### Records:
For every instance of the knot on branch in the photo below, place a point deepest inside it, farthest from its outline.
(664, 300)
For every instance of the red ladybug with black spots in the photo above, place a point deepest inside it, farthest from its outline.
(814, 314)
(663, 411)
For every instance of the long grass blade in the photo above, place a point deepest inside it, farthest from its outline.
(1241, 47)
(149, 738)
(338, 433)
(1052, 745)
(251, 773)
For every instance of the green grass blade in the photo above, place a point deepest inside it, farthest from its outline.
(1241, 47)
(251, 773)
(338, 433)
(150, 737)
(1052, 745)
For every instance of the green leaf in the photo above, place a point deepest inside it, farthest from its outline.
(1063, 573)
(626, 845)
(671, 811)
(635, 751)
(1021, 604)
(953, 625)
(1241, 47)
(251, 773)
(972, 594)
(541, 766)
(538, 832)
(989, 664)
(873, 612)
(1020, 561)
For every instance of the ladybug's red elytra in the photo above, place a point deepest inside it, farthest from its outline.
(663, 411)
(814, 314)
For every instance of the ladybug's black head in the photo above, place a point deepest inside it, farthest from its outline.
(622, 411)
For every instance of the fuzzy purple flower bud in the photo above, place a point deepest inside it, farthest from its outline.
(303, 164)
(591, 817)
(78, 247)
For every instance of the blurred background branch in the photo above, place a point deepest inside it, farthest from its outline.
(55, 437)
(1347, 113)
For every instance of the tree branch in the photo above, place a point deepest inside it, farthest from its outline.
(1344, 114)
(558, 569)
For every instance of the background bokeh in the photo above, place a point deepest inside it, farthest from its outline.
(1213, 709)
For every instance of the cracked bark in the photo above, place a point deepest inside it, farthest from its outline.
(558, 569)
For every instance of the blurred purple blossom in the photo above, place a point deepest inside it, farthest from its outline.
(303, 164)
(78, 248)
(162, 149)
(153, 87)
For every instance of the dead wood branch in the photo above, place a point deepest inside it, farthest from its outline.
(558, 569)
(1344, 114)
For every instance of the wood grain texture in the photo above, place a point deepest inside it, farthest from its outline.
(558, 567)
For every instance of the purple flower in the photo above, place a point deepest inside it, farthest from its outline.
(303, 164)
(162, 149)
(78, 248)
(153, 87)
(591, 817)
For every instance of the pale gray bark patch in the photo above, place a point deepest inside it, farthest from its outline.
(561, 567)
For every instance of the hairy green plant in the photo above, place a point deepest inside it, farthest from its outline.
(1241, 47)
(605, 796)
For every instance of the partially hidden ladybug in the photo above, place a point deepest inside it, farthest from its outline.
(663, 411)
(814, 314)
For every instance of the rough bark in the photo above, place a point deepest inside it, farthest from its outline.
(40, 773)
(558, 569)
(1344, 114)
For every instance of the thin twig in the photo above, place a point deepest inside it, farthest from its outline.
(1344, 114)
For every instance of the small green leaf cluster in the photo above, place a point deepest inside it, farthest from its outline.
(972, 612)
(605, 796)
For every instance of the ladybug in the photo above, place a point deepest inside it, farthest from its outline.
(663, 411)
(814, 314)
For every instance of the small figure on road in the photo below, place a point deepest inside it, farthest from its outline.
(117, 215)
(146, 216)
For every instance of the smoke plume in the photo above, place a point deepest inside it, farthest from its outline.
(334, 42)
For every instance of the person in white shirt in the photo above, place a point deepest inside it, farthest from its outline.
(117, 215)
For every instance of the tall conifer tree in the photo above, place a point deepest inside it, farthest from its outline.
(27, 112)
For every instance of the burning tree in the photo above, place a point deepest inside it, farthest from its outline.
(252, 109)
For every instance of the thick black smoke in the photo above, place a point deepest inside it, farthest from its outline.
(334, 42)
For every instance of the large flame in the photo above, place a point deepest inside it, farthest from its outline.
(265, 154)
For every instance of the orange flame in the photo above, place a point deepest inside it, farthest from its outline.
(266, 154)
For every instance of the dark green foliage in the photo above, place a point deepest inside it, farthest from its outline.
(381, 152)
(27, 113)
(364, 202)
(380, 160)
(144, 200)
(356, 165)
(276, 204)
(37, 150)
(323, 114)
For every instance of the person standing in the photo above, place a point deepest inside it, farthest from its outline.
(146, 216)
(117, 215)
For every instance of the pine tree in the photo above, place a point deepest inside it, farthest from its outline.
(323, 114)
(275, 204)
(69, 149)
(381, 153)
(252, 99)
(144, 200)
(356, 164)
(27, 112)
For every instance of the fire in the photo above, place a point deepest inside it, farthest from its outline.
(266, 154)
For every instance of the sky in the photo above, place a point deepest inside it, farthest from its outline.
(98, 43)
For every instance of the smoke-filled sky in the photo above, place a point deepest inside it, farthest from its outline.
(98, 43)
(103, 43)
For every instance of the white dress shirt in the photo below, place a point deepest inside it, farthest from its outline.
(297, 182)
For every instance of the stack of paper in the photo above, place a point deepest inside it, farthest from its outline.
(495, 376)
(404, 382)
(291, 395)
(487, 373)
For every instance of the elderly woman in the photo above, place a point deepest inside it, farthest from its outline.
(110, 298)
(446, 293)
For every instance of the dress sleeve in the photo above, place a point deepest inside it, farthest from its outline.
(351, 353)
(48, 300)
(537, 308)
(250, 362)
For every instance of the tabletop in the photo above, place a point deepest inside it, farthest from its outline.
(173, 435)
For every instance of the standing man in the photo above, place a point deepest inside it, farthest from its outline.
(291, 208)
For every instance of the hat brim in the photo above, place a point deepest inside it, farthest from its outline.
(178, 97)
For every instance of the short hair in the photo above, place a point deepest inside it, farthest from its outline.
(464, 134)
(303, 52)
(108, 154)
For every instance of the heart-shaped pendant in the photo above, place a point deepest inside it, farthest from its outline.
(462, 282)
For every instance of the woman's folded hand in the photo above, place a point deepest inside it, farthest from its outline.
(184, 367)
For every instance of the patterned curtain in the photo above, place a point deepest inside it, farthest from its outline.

### Work to complete:
All of the entries must be quoted exactly; please include each one.

### Expected answer:
For every instance of the knot on branch in the photo below, place a point deepest inside it, farthest from its outline.
(664, 300)
For every instance of the red ladybug with black spots in the photo above, place a point deepest inside it, farthest from its outline.
(814, 314)
(663, 411)
For every instance of the long grass blade in the photo above, place a point deepest inside it, farthest from its outline.
(1241, 47)
(149, 738)
(338, 433)
(1052, 745)
(251, 773)
For every instance of the green grass blade in the photo above, place a point deepest inside it, farthest from its outline.
(1241, 47)
(251, 773)
(338, 433)
(150, 737)
(1052, 745)
For every instance of the green leaf in the photo above, place a point deepest inside it, farthest from its outline.
(1063, 573)
(626, 845)
(671, 811)
(635, 751)
(1021, 604)
(953, 625)
(1241, 47)
(251, 773)
(972, 594)
(541, 766)
(538, 832)
(989, 664)
(873, 612)
(1020, 561)
For every instance of the ladybug's red elytra in the photo above, place a point deepest inside it, farthest from its outline.
(663, 411)
(814, 314)
For every instance of the ladybug's black head in the photo above, place a point deepest inside it, farthest from its outline.
(622, 411)
For every instance of the fuzzy purple flower bud in the photo above, place a point deepest inside it, farthest from its outline.
(303, 164)
(591, 817)
(78, 247)
For every instance of the blurred background branch in the photo above, place a point deepest inside it, farthest from its outline.
(55, 437)
(1347, 113)
For every instance of the tree branch in the photo above, place a point deepest inside it, farthest from its outline.
(1344, 114)
(558, 569)
For every instance of the background bokeh in the photo above, place a point deepest inside it, farthest from its outline.
(1213, 709)
For every instance of the cracked bark in the photo above, place a point deepest inside it, farthest from its outline.
(558, 569)
For every instance of the blurred purple blossom in the photo above, place a point deepest inside it, farthest from its outline.
(303, 164)
(78, 248)
(162, 149)
(153, 87)
For every instance of the dead wood branch in the photo above, place a point deepest inside it, farthest from its outline.
(558, 569)
(1344, 114)
For every instance of the wood grain texture in the photo above, place a point deepest inside it, farthest from its outline.
(558, 567)
For every instance of the purple flower in the photo above, place a point deepest inside it, farthest from its outline.
(303, 164)
(162, 149)
(78, 248)
(153, 87)
(591, 817)
For every instance of the pale gray bark patch in the photo above, place a point deepest inside it, farthest from its outline.
(561, 567)
For every instance of the hairy green plant in the photo above, place a point deepest inside it, farthest from its outline.
(1241, 47)
(605, 796)
For every instance of the partially hidden ladybug in the photo above, place a point deepest inside it, farthest from its outline.
(663, 411)
(814, 314)
For every instance of the rough bark in the photo above, place a point deepest inside it, farthest from its outline.
(40, 773)
(558, 569)
(1344, 114)
For every instance of the thin twig in the photo above, place a point deepest inside it, farthest from its outline.
(1344, 114)
For every instance of the small green leaf cluster in the photo above, place a point deepest inside it, farthest from its outline.
(972, 612)
(605, 796)
For every instance of the ladybug in the photo above, place a point deepest inside it, farthest from its outline.
(663, 411)
(814, 314)
For every instance of the small figure on road in the photo below, place a point deepest inside it, farthest from its outline.
(117, 215)
(146, 216)
For every instance of the smoke plume in the photo above, place a point deepest inside it, farthest from its outline.
(334, 42)
For every instance of the person in white shirt in the photo above, place a point deepest inside it, farthest from its outline.
(117, 215)
For every instance of the tall conifer tree in the photo above, place a point deepest inside it, farthest from its outline.
(27, 112)
For every instance of the burning tree in the photo above, place a point deepest inside it, farthest from its outline.
(252, 109)
For every instance of the thick black smoke in the photo above, place a point deepest inside it, farthest from its outline.
(334, 42)
For every instance of the large flame in the photo above, place a point deepest inside it, farthest from its outline.
(265, 154)
For every instance of the orange flame in the photo above, place a point deepest inside it, farthest from its outline.
(266, 154)
For every instance of the dark green foliage in the photo above, place a point deepest inside it, farthest from its outline.
(381, 152)
(27, 113)
(364, 202)
(380, 160)
(144, 200)
(356, 165)
(276, 204)
(37, 150)
(323, 114)
For every instance of the person standing in the photo above, place a point deepest inside it, farthest from its outline.
(146, 216)
(117, 215)
For every instance of the pine tree in the photo above, place a point deepest inside it, farthest from its outline.
(323, 114)
(275, 204)
(69, 149)
(381, 153)
(252, 99)
(144, 200)
(356, 164)
(27, 112)
For every instance of the fire in the photo above, place a point deepest inside it, farthest from its outline.
(266, 154)
For every instance of the sky in the photo above, place a point deepest inside it, farthest from its outline.
(98, 43)
For every instance of the smoke-filled sky in the photo above, place a point deepest inside it, farthest from its outline.
(98, 43)
(103, 43)
For every instance of the white dress shirt in the photo below, place a point deepest inside it, farthest from its outline.
(297, 182)
For every instance of the stack of paper in the photo above, place a point deepest inside it, farthest from its outline.
(495, 376)
(404, 382)
(291, 395)
(487, 373)
For every instance of the elderly woman in the photo above, place a point deepest inside it, farthest from its outline.
(110, 298)
(446, 293)
For every instance of the dress sleeve in the photo above, place a point deepest inside it, farthest from its outline.
(351, 353)
(48, 300)
(537, 308)
(250, 362)
For every instance of the tabletop in the photo above, place a point deepest inside it, farthest from its outline.
(173, 435)
For every instance of the standing man in the photo above, place a point deepest inside it, farthest from its outline.
(291, 208)
For every instance of the hat brim in the photo above, place a point deepest inside it, farthest from its outline.
(178, 97)
For every instance of the short hair in the photo above, place a point deepest inside it, farthest from its outline.
(464, 134)
(303, 52)
(108, 154)
For every instance of the heart-shaped pendant in the photo above, place a point deepest inside it, farthest from its outline.
(462, 282)
For every instance of the woman's folded hand in the photo above, place a point deepest inside it, farthest from its outline.
(184, 367)
For every instance of the patterned curtain in the photo above, place a point deepest inside it, farthest from its outline.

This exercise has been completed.